▸ WHAT THE EXERCISE ASKS
The reply should hold every entry exactly as written and none of the pictures.

········

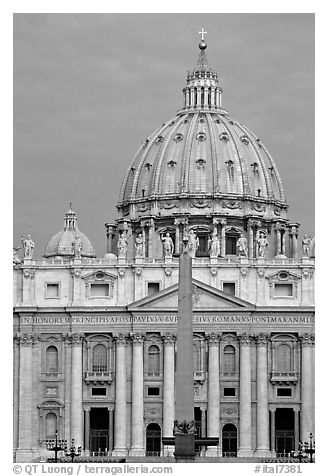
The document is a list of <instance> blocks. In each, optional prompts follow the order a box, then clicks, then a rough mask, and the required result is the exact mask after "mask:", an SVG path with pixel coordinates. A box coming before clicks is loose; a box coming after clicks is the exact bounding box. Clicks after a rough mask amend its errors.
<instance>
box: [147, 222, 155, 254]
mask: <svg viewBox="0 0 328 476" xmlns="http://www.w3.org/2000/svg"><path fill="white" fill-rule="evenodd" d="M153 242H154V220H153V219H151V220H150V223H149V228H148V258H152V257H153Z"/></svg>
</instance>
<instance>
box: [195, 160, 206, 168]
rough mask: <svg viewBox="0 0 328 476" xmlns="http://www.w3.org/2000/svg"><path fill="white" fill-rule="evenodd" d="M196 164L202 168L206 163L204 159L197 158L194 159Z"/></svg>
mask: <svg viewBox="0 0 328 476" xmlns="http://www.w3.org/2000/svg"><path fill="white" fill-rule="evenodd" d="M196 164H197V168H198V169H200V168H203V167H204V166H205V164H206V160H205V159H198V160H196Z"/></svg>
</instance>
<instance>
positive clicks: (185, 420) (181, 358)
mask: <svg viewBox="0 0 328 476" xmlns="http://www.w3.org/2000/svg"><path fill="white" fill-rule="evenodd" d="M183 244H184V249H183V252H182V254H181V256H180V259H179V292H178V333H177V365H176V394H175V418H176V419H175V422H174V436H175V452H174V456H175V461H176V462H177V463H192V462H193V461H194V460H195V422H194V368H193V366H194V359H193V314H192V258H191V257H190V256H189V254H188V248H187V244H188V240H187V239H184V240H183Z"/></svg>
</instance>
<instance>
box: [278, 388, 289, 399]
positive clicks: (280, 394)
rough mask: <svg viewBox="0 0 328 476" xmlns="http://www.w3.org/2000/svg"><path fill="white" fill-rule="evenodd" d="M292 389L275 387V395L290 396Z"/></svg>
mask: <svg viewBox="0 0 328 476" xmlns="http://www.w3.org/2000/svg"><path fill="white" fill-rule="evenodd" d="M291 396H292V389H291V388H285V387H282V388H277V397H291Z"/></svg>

········

▸ TASK ANSWER
The document is a list of <instance> blocks. In each, optional prompts follow the order a box, then clicks, then a rough mask, and the required result is the exact mask after "mask:", an SVG path with pixel coordinates. A box coming before clicks is loose; a box coming after clicks is the exact bounding box. Clicks after a rough mask amend its errors.
<instance>
box: [147, 222, 155, 254]
mask: <svg viewBox="0 0 328 476" xmlns="http://www.w3.org/2000/svg"><path fill="white" fill-rule="evenodd" d="M153 242H154V220H153V219H151V220H150V223H149V228H148V258H152V257H153Z"/></svg>
</instance>
<instance>
box: [195, 160, 206, 168]
rough mask: <svg viewBox="0 0 328 476" xmlns="http://www.w3.org/2000/svg"><path fill="white" fill-rule="evenodd" d="M196 164L202 168L206 163L204 159L197 158L194 159Z"/></svg>
mask: <svg viewBox="0 0 328 476" xmlns="http://www.w3.org/2000/svg"><path fill="white" fill-rule="evenodd" d="M196 164H197V168H198V169H200V168H203V167H204V166H205V164H206V160H205V159H198V160H196Z"/></svg>
</instance>
<instance>
positive clicks: (185, 420) (181, 358)
mask: <svg viewBox="0 0 328 476" xmlns="http://www.w3.org/2000/svg"><path fill="white" fill-rule="evenodd" d="M183 244H184V249H183V252H182V254H181V256H180V259H179V292H178V333H177V365H176V394H175V418H176V419H175V422H174V436H175V452H174V456H175V461H176V462H177V463H192V462H193V461H194V460H195V422H194V368H193V366H194V359H193V314H192V258H191V257H190V256H189V254H188V248H187V244H188V240H187V239H184V240H183Z"/></svg>
</instance>
<instance>
box: [278, 388, 289, 399]
positive clicks: (280, 394)
rough mask: <svg viewBox="0 0 328 476" xmlns="http://www.w3.org/2000/svg"><path fill="white" fill-rule="evenodd" d="M292 389L275 387V395L290 396Z"/></svg>
mask: <svg viewBox="0 0 328 476" xmlns="http://www.w3.org/2000/svg"><path fill="white" fill-rule="evenodd" d="M291 396H292V389H291V388H285V387H282V388H277V397H291Z"/></svg>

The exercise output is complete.